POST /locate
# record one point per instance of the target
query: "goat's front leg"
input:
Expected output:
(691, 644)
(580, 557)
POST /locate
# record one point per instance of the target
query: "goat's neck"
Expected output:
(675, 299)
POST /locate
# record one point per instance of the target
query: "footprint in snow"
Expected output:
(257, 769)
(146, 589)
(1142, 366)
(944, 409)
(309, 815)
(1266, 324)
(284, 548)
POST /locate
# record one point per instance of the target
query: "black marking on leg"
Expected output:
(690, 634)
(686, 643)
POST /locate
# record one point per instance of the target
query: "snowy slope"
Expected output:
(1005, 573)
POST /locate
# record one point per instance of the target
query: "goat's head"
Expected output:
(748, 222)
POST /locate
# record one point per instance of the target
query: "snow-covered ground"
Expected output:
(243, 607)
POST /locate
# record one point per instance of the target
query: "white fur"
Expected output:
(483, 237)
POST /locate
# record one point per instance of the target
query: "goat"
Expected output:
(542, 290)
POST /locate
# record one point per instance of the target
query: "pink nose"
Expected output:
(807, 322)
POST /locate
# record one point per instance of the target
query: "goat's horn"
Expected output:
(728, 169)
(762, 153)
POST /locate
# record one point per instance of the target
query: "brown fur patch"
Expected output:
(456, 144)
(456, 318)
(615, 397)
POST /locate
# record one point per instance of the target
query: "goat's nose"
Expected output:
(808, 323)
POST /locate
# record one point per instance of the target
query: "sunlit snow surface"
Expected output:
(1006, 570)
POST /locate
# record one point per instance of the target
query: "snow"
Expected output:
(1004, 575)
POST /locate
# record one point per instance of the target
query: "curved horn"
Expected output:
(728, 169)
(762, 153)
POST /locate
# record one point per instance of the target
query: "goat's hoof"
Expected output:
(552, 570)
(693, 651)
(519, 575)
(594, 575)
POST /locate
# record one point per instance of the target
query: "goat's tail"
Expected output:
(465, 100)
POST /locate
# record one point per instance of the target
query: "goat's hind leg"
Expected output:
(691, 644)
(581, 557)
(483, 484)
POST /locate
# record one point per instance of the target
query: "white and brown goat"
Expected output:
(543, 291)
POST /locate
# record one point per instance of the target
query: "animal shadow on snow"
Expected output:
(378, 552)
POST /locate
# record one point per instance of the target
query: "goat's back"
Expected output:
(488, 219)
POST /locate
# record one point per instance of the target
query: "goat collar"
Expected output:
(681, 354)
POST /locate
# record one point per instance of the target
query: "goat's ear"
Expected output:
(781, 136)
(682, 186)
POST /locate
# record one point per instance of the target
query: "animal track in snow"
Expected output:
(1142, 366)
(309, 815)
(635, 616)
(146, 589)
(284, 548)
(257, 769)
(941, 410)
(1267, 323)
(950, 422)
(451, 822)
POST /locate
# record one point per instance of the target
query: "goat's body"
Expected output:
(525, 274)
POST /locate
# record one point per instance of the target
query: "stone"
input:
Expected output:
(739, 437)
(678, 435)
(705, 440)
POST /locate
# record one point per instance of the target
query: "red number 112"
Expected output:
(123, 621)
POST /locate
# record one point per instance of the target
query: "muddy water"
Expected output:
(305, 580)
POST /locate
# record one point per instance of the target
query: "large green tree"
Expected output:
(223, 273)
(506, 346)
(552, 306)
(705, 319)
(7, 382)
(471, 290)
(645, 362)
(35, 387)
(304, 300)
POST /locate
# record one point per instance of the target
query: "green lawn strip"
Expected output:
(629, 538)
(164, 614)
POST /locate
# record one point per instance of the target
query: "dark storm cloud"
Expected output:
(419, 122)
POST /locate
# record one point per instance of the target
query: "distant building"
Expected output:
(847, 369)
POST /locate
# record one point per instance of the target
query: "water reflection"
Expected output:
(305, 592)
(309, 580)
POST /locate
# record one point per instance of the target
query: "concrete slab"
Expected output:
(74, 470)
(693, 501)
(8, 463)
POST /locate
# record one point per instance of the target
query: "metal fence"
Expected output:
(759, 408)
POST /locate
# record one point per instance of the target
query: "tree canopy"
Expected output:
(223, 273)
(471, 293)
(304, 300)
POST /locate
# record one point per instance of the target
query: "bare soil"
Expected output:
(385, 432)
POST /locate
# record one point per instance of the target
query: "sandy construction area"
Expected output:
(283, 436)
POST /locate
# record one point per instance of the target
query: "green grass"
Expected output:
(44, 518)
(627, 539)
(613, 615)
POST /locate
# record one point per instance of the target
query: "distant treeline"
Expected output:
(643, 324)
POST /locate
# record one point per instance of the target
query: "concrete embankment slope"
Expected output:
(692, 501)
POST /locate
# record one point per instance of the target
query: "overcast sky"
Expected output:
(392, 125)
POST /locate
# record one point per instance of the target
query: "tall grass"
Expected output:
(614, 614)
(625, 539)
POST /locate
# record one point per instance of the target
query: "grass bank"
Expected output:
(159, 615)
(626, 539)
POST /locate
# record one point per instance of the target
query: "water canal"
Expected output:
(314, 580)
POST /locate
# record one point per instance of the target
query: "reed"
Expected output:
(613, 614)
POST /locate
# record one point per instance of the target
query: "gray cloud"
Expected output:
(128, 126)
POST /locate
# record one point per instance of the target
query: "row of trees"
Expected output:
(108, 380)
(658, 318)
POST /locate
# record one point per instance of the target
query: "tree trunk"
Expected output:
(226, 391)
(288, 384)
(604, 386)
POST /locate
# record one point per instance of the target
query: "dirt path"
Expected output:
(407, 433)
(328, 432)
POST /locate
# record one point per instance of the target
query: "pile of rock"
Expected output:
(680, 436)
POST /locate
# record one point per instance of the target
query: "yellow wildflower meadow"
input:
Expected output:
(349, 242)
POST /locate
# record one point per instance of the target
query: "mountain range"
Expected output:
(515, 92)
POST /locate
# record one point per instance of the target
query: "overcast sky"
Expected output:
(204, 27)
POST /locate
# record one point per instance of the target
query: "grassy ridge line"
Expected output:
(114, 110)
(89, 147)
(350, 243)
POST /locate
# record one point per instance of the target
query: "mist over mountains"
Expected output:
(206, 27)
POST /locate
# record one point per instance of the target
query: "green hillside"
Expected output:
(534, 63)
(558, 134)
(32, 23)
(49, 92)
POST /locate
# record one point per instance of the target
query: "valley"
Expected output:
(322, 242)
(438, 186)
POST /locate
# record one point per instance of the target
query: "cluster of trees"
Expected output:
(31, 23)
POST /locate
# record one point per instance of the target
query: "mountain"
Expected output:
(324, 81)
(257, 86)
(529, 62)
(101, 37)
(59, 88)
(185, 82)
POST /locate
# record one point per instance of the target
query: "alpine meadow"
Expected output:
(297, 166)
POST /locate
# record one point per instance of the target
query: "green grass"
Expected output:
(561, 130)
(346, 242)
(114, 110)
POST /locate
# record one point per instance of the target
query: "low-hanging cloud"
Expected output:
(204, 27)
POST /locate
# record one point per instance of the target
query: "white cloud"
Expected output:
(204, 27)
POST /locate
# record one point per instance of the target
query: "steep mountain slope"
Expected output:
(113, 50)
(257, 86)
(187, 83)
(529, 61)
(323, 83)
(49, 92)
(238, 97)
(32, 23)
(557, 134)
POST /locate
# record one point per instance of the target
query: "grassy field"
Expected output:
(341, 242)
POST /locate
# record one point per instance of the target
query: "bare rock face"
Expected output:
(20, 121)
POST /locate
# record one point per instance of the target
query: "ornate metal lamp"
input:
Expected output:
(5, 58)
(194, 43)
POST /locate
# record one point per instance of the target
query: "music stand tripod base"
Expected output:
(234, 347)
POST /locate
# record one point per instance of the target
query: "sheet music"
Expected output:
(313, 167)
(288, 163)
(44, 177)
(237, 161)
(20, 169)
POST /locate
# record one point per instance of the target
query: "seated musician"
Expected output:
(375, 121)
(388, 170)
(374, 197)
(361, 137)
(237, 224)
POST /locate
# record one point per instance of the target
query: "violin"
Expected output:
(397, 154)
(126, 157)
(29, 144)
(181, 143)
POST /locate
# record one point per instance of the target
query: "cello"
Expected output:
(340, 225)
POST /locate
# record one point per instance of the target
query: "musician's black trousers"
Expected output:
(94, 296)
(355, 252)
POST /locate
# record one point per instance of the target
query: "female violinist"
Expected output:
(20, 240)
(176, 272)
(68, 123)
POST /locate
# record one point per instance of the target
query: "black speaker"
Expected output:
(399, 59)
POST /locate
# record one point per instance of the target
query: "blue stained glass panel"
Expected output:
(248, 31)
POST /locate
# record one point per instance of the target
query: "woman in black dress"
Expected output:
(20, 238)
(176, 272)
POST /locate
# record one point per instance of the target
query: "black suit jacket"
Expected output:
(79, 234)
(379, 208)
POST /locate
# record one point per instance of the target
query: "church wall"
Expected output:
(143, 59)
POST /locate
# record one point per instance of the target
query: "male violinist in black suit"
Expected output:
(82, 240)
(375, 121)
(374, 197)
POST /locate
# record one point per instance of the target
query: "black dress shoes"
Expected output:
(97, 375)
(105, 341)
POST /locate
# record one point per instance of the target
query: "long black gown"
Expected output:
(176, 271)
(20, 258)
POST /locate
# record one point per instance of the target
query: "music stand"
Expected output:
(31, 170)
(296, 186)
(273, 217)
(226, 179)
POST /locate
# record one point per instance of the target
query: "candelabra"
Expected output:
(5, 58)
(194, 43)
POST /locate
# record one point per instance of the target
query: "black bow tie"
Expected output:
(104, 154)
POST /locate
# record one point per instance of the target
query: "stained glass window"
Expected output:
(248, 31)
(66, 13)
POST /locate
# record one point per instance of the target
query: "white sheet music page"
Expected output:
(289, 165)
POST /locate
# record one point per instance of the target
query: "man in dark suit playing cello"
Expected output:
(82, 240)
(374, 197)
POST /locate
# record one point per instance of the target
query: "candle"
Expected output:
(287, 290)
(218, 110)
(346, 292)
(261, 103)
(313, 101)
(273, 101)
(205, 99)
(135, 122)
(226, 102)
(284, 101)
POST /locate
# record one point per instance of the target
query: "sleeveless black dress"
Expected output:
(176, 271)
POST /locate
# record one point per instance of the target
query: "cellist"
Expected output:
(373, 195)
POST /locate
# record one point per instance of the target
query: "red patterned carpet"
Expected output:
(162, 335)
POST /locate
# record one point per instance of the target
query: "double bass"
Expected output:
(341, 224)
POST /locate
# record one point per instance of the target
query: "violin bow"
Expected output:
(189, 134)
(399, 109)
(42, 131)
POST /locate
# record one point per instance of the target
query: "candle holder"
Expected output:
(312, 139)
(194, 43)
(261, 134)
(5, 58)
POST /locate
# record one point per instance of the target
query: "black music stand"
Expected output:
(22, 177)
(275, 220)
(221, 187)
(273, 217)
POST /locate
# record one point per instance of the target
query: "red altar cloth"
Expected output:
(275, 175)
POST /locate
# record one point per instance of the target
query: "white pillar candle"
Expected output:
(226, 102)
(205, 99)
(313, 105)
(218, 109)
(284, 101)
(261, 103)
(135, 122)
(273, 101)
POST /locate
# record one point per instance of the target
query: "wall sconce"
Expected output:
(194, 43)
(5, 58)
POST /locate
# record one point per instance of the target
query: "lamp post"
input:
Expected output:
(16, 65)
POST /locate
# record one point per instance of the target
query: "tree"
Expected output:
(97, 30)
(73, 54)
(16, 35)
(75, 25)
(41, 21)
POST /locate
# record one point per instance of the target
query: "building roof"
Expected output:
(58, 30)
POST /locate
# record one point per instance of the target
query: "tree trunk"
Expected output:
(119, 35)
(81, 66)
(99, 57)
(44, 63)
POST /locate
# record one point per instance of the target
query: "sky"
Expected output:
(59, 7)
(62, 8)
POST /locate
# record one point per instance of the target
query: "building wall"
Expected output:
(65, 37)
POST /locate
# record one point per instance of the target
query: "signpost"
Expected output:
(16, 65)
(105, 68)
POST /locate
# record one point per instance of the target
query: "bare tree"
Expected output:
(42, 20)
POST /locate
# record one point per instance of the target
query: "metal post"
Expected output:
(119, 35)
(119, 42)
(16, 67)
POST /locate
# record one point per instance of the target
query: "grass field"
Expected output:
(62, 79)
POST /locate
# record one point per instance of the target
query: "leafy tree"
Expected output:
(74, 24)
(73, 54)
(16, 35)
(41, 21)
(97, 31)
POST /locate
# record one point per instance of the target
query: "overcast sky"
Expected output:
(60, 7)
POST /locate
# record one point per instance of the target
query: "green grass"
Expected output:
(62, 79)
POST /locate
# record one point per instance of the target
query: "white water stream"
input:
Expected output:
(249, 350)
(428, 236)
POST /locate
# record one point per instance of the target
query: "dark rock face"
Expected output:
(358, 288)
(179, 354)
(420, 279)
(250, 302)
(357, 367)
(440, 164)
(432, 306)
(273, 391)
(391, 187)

● ● ● ● ●

EXERCISE GOAL: Please reproduce the part of the listing that opens with its first line and closes with the line containing "(1005, 573)", shifting every x and y coordinate in the points by -25 and leaving all other lines unchanged.

SOLUTION TO THIS TASK:
POST /locate
# record one point per instance of the target
query: "goat's front leg"
input:
Expected output:
(666, 619)
(555, 532)
POST /locate
# record one point per instance of the target
query: "goat's neck"
Expected output:
(650, 274)
POST /locate
# record one point per instance of the target
query: "footprint in snow"
Expected output:
(232, 744)
(121, 564)
(1117, 341)
(919, 384)
(284, 790)
(1241, 299)
(259, 523)
POST /locate
# record one point per instance of the target
query: "black marking on leg"
Expected output:
(665, 609)
(661, 618)
POST /locate
# record one point per instance of the target
query: "snowy slope"
Expected output:
(980, 548)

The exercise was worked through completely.